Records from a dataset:
+ + +
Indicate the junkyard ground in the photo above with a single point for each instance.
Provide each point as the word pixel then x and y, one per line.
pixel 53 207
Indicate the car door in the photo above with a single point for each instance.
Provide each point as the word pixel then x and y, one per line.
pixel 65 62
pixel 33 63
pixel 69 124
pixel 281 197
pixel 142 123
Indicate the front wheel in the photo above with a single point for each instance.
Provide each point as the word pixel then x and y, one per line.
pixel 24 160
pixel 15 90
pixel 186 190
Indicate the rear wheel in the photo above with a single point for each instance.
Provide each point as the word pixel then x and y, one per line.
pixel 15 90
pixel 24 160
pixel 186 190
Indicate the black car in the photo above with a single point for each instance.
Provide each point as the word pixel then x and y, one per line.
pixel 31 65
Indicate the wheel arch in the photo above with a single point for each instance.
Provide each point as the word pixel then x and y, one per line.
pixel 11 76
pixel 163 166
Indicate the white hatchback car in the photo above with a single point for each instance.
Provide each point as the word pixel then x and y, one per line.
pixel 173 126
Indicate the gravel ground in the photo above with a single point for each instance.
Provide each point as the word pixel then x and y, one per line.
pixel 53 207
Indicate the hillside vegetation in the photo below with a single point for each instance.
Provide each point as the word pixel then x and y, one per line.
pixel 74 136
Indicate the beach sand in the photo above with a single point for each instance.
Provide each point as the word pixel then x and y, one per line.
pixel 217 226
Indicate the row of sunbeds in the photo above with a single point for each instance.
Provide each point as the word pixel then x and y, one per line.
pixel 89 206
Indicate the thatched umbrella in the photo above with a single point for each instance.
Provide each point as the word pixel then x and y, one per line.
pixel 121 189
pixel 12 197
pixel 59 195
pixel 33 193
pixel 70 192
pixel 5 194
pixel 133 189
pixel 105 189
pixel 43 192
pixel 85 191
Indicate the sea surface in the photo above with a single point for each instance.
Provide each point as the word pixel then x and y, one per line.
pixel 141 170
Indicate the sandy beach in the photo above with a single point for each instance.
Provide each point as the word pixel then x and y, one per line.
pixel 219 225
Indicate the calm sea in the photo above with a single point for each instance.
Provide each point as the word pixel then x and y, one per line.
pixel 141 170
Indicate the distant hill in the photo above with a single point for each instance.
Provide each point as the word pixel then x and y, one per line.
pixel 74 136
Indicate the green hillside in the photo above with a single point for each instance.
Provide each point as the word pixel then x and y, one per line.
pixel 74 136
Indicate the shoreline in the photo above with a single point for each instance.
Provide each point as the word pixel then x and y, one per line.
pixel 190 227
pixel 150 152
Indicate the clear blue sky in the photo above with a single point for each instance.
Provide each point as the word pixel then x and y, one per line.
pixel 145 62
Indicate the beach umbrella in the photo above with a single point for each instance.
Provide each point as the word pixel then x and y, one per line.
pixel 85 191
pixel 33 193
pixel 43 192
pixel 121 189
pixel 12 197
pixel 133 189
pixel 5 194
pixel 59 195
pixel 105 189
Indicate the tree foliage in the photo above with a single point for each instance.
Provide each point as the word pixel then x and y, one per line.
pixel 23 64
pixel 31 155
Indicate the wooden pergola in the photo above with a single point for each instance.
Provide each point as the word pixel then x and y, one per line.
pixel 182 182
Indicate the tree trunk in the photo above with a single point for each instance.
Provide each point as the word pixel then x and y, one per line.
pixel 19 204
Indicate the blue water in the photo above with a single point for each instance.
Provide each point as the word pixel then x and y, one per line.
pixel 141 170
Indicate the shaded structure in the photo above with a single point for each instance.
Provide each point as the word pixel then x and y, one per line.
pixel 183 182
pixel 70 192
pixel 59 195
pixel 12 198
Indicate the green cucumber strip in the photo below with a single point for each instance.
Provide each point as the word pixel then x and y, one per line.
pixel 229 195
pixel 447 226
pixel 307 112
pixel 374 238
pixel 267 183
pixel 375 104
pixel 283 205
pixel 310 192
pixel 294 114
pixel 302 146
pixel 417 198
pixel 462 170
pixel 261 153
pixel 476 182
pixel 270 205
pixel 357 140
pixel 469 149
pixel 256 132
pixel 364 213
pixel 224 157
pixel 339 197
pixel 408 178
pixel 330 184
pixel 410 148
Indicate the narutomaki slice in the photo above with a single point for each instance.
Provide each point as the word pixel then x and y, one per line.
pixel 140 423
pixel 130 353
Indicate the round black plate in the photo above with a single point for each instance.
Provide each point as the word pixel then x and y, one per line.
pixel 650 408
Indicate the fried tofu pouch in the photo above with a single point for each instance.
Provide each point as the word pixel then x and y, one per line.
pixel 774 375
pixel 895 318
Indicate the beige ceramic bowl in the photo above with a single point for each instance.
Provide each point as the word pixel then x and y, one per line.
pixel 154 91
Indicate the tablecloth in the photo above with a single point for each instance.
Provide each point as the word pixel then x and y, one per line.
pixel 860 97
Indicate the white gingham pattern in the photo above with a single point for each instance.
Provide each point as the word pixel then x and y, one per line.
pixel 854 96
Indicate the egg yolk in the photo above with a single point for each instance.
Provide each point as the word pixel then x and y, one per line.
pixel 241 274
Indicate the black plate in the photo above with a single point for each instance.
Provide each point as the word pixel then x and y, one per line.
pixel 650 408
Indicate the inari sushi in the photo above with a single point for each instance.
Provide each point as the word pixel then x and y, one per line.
+ + +
## WORK REQUEST:
Find every line of the data that includes the string "white". Copy each of those lines.

## COMPLETED EXERCISE:
Indicate the white hatchback car in the photo above with a single point for each instance.
Indicate the white gingham pattern in the photo above with a single point for each instance.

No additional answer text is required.